Every record that follows should be written out again without any change.

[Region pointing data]
"""

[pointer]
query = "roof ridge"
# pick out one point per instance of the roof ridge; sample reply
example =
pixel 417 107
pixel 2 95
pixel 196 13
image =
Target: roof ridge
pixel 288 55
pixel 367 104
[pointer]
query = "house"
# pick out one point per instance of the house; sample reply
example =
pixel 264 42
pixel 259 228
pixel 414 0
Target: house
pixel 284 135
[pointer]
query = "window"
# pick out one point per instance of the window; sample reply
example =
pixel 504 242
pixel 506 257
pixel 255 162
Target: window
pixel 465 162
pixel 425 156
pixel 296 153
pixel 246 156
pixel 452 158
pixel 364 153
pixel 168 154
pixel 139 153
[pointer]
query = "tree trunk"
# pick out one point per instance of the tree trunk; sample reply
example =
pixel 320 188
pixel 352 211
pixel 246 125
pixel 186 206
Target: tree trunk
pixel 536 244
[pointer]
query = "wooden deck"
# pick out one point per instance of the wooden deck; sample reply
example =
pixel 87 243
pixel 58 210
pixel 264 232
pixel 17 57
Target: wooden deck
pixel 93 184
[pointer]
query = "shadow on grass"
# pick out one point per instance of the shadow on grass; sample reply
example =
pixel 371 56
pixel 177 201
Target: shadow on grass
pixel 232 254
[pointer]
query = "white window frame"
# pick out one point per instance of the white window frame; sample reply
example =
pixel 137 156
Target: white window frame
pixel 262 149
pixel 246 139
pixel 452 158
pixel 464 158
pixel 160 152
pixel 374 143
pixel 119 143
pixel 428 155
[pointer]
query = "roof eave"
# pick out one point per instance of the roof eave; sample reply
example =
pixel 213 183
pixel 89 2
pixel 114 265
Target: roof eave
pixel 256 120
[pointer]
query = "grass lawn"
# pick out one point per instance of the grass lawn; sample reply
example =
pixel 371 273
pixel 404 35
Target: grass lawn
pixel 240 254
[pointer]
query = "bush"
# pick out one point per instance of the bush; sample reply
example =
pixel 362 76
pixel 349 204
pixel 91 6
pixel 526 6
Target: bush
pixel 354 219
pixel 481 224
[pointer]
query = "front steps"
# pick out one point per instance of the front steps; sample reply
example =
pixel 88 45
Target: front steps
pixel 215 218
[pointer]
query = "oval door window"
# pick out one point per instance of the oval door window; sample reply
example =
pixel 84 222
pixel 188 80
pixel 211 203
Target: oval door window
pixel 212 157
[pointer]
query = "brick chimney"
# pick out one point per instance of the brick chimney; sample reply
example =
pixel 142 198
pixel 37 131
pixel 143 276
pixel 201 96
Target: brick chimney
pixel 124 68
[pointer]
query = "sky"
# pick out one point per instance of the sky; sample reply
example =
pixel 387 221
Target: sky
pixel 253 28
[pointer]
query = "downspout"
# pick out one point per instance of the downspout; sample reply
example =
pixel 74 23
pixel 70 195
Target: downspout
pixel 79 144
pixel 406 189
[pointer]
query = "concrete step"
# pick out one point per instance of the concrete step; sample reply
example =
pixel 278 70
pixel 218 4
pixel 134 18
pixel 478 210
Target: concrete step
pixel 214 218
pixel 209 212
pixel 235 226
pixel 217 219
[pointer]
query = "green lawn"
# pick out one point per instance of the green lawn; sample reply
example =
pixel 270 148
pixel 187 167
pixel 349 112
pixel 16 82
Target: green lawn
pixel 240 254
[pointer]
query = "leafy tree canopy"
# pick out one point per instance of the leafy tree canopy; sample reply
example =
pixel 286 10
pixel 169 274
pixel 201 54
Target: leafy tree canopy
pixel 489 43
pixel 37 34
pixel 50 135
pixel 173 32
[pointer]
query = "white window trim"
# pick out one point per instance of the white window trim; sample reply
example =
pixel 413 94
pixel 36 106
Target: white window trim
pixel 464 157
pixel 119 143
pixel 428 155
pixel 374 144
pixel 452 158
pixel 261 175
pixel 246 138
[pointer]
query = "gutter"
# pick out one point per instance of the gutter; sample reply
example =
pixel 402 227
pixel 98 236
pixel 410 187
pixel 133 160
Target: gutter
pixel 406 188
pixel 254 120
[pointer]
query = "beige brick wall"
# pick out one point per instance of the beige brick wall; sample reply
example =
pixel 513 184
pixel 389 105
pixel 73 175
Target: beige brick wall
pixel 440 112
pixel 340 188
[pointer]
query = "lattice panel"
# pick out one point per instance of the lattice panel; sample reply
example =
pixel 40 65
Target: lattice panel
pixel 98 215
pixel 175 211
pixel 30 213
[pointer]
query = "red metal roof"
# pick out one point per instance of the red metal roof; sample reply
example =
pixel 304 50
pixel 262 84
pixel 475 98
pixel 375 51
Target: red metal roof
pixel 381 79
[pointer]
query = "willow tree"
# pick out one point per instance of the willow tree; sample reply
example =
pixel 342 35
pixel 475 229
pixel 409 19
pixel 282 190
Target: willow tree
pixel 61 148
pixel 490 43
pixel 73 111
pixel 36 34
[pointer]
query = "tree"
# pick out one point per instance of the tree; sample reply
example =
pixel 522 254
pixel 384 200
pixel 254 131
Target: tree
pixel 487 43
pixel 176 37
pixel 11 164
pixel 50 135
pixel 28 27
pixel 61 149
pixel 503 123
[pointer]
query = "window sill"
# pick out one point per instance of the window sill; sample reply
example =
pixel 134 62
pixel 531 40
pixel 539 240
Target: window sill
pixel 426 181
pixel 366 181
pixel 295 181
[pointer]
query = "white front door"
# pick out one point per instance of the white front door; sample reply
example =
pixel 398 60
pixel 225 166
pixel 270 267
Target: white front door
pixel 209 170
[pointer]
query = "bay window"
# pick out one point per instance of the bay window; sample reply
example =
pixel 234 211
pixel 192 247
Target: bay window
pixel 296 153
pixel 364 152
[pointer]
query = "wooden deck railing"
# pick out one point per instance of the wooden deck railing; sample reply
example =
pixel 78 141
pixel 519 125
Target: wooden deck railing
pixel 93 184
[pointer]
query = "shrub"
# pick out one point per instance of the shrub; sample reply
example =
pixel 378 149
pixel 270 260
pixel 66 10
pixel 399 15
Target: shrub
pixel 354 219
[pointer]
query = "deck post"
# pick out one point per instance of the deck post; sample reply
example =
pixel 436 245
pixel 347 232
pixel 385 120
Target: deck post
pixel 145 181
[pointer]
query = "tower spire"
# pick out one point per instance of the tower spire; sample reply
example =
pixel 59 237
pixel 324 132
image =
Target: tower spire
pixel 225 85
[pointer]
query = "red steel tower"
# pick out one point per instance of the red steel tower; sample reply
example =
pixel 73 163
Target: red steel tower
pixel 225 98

"""

* _REPLY TO THE TASK_
[pointer]
query = "roof ridge"
# pick out one point per instance of the roof ridge; sample reply
example =
pixel 417 107
pixel 2 95
pixel 196 13
image =
Target: roof ridge
pixel 288 55
pixel 367 104
[pointer]
query = "house"
# pick out one point per instance of the house; sample reply
example =
pixel 264 42
pixel 259 228
pixel 414 0
Target: house
pixel 284 135
[pointer]
query = "window"
# pick out one point per instance of the window; sample reply
example =
pixel 504 242
pixel 506 257
pixel 255 162
Target: window
pixel 465 162
pixel 425 156
pixel 296 153
pixel 246 156
pixel 452 158
pixel 364 153
pixel 168 154
pixel 139 153
[pointer]
query = "tree trunk"
# pick out one point per instance of the tree trunk; sample reply
example =
pixel 320 188
pixel 352 211
pixel 246 125
pixel 186 206
Target: tree trunk
pixel 536 244
[pointer]
query = "wooden deck"
# pick out one point per instance of the wooden deck; sample reply
example =
pixel 87 243
pixel 58 210
pixel 264 232
pixel 17 57
Target: wooden deck
pixel 93 184
[pointer]
query = "shadow on grass"
# pick out one point per instance of the shadow on grass; sample reply
example =
pixel 371 56
pixel 177 201
Target: shadow on grass
pixel 232 254
[pointer]
query = "white window frame"
# pick out one point per instance of the white window frame; sample reply
example =
pixel 137 156
Target: white window frame
pixel 262 149
pixel 246 139
pixel 452 158
pixel 464 158
pixel 160 152
pixel 374 143
pixel 119 143
pixel 428 155
[pointer]
query = "roof eave"
# pick out one point per instance of the roof eave; sample reply
example =
pixel 213 183
pixel 89 2
pixel 114 265
Target: roof eave
pixel 256 120
[pointer]
query = "grass lawn"
# pick out one point per instance of the grass lawn; sample reply
example =
pixel 371 273
pixel 404 35
Target: grass lawn
pixel 240 254
[pointer]
query = "bush"
# pick out one point per instance of the bush; sample reply
example =
pixel 362 76
pixel 349 204
pixel 91 6
pixel 526 6
Target: bush
pixel 354 219
pixel 481 224
[pointer]
query = "front steps"
# pick out one point per instance of the front steps; sample reply
example =
pixel 88 45
Target: front steps
pixel 215 218
[pointer]
query = "oval door window"
# pick out one point per instance of the oval door window; sample reply
example =
pixel 84 222
pixel 188 80
pixel 211 203
Target: oval door window
pixel 212 157
[pointer]
query = "brick chimney"
# pick out one point per instance of the brick chimney; sample reply
example =
pixel 142 198
pixel 37 131
pixel 143 276
pixel 201 96
Target: brick chimney
pixel 124 68
[pointer]
query = "sky"
# pick out one point per instance of the sky; sample reply
example =
pixel 387 221
Target: sky
pixel 253 28
[pointer]
query = "downspout"
# pick out one point per instance of the downspout; sample reply
example =
pixel 74 23
pixel 70 195
Target: downspout
pixel 79 144
pixel 406 189
[pointer]
query = "concrete step"
# pick out one point per instance of the concrete step; sample reply
example =
pixel 278 70
pixel 218 4
pixel 134 18
pixel 478 210
Target: concrete step
pixel 214 218
pixel 209 212
pixel 235 226
pixel 217 219
[pointer]
query = "green lawn"
# pick out one point per instance of the green lawn; sample reply
example =
pixel 270 148
pixel 187 167
pixel 349 112
pixel 16 82
Target: green lawn
pixel 240 254
[pointer]
query = "leafy tree canopy"
# pick out one point per instance of the leafy tree canopy; sample reply
example =
pixel 286 10
pixel 169 274
pixel 201 54
Target: leafy tree canopy
pixel 489 43
pixel 37 34
pixel 50 135
pixel 173 32
[pointer]
query = "white window trim"
# pick out one point per instance of the white window trim; sample reply
example =
pixel 413 94
pixel 36 106
Target: white window trim
pixel 464 157
pixel 119 143
pixel 428 155
pixel 374 144
pixel 452 158
pixel 261 175
pixel 246 138
[pointer]
query = "gutter"
# pick out one point per instance of the gutter; sample reply
example =
pixel 402 227
pixel 98 236
pixel 410 187
pixel 133 160
Target: gutter
pixel 406 188
pixel 254 120
[pointer]
query = "beige brick wall"
# pick out one point per instance of the beige brick wall; sample reply
example =
pixel 513 184
pixel 389 105
pixel 73 175
Target: beige brick wall
pixel 440 112
pixel 340 188
[pointer]
query = "lattice panel"
# pick out one point per instance of the lattice panel; sample reply
example =
pixel 40 65
Target: lattice panel
pixel 98 215
pixel 175 211
pixel 30 213
[pointer]
query = "red metal roof"
# pick out one point per instance of the red metal roof; sample reply
example =
pixel 304 50
pixel 262 84
pixel 475 98
pixel 375 51
Target: red metal roof
pixel 381 79
[pointer]
query = "willow tree"
# pick out one point per instance of the willow tree; sample reply
example =
pixel 342 35
pixel 475 229
pixel 409 19
pixel 282 190
Target: willow tree
pixel 61 148
pixel 490 43
pixel 73 111
pixel 36 34
[pointer]
query = "tree"
# pick out one point per instance of the tree; sample reply
example =
pixel 522 254
pixel 384 200
pixel 254 131
Target: tree
pixel 487 43
pixel 176 37
pixel 11 164
pixel 50 135
pixel 28 27
pixel 61 149
pixel 503 123
[pointer]
query = "window sill"
# pick out one point per instance of the window sill; sample reply
example =
pixel 134 62
pixel 531 40
pixel 539 240
Target: window sill
pixel 426 181
pixel 366 181
pixel 295 181
[pointer]
query = "white front door"
# pick out one point per instance of the white front door; sample reply
example =
pixel 398 60
pixel 225 166
pixel 270 267
Target: white front door
pixel 209 170
[pointer]
query = "bay window"
# pick out one point per instance of the bay window; sample reply
example =
pixel 234 211
pixel 192 247
Target: bay window
pixel 296 153
pixel 364 152
[pointer]
query = "wooden deck railing"
# pick out one point per instance of the wooden deck railing; sample reply
example =
pixel 78 141
pixel 519 125
Target: wooden deck railing
pixel 93 184
[pointer]
query = "shrub"
# pick out one point per instance of the shrub; sample reply
example =
pixel 378 149
pixel 270 260
pixel 66 10
pixel 399 15
Target: shrub
pixel 354 219
[pointer]
query = "deck post"
# pick out one point per instance of the deck post; sample reply
example =
pixel 436 245
pixel 347 232
pixel 385 120
Target: deck post
pixel 145 181
[pointer]
query = "tower spire"
# pick out one point per instance of the tower spire; sample reply
example =
pixel 59 237
pixel 324 132
image =
Target: tower spire
pixel 225 85
[pointer]
query = "red steel tower"
# pick out one point per instance of the red steel tower; sample reply
example =
pixel 73 163
Target: red steel tower
pixel 225 98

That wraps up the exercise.